The “central dogma” is a phrase coined in 1958 by Francis Crick to describe the universal observation that DNA codes for RNA which codes for proteins.  Implicit in this description is the tenet that a linear chain of amino acids represents a complete code for a molecular structure.  The study of protein folding is predicated on two observations.  First, the functional structure of a protein resides at the free energy minimum of all possible conformations.  Second, that despite an astronomical number of possible configurations, proteins successfully and independently adopt the functional one in a finite amount of time. 


Research in the Miranker lab focuses on the energetic and structural limits of these basic assertions by studying their violations.  This includes interests in kinetically as opposed to thermodynamically stabilized states.  Furthermore, we are interested in proteins which are intrinsically unfolded.  Such systems become structured and functional only upon binding a partner, such as another protein or lipid bilayer.  Finally, for a number of diseases, such as Alzheimer’s and type II diabetes, the pathology includes proteins that appear to aggregate into a form more stable than their functional precursors. 


That normally soluble proteins are capable of aggregating is a well known frustration.  Careful analysis, however,  reveals that in many instances of disease, the aggregates are actually highly structured.  These aggregates are typically called amyloid fibers and are defined by the presence of a central core of β-strands stacked at right angles to the long axis of the fiber.  The initial formation of such structures is a rare event.  However, once present, fibers template and appear to catalyze their own formation.  The resultant structures are exceptionally resistant to degradation and disassembly by chemical or proteolytic means.

• [Tasks]
1. List the research interests of the Miranker lab that the protein folding passage names.
2. According to the protein folding passage, what defines amyloid fibers?
3. Resume the protein folding passage after its final sentence.

• [Record extracts]
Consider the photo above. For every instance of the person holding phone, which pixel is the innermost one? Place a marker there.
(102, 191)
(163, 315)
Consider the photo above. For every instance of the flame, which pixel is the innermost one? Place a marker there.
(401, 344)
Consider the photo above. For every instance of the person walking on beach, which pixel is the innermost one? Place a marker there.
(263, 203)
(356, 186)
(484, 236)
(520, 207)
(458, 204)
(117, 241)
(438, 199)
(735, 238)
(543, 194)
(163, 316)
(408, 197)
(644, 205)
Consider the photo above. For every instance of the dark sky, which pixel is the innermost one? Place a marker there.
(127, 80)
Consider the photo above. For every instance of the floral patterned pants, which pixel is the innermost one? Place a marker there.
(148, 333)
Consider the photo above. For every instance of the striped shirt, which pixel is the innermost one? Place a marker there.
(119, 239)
...
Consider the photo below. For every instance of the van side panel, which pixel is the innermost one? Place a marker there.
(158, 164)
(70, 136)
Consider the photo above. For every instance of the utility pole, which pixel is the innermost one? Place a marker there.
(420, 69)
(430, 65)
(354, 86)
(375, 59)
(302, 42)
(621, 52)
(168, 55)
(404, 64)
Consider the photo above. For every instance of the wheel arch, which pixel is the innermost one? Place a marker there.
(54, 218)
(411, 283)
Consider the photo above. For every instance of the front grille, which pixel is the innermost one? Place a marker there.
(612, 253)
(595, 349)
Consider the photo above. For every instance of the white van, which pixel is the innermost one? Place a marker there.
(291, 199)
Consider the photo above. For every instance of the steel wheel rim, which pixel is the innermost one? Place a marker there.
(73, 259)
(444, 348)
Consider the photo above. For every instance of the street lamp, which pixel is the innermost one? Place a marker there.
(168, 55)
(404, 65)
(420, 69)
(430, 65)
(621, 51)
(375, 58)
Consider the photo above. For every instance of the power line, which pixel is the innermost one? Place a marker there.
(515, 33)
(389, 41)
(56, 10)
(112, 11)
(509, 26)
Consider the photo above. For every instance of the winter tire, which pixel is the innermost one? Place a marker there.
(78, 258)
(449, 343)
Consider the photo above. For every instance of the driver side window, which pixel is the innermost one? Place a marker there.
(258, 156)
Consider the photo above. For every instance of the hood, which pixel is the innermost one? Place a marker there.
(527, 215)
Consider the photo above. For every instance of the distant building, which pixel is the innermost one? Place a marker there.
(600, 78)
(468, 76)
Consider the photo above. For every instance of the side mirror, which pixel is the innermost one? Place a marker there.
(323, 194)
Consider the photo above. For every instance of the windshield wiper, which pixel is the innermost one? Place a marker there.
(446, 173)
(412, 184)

• [Answers by item]
1.
- Kinetically, as opposed to thermodynamically, stabilized states
- Intrinsically unfolded proteins, which become structured and functional only upon binding a partner
- Proteins that, in diseases such as Alzheimer's and type II diabetes, appear to aggregate into a form more stable than their functional precursors

2. Amyloid fibers are defined by a central core of β-strands stacked at right angles to the long axis of the fiber.

3.
The members of the Miranker Lab are guided by a combined fascination for both physical chemistry and molecular medicine.  As a result, we study systems which serve not only as general models of amyloid formation, but also directly affect our understanding of human pathophysiology.  Projects currently underway are therefore focused on model peptides, islet amyloid polypeptide from type II diabetes, and b2 microglobulin which forms amyloid deposits in renal failure patients on dialysis therapy.  Our approaches are kinetic, thermodynamic and structural in scope, enabling our investigations to be conducted at a molecular level.  In general, this includes but is not limited to the use optical spectroscopies, NMR, X-ray crystallography and hydrogen exchange mass spectrometry.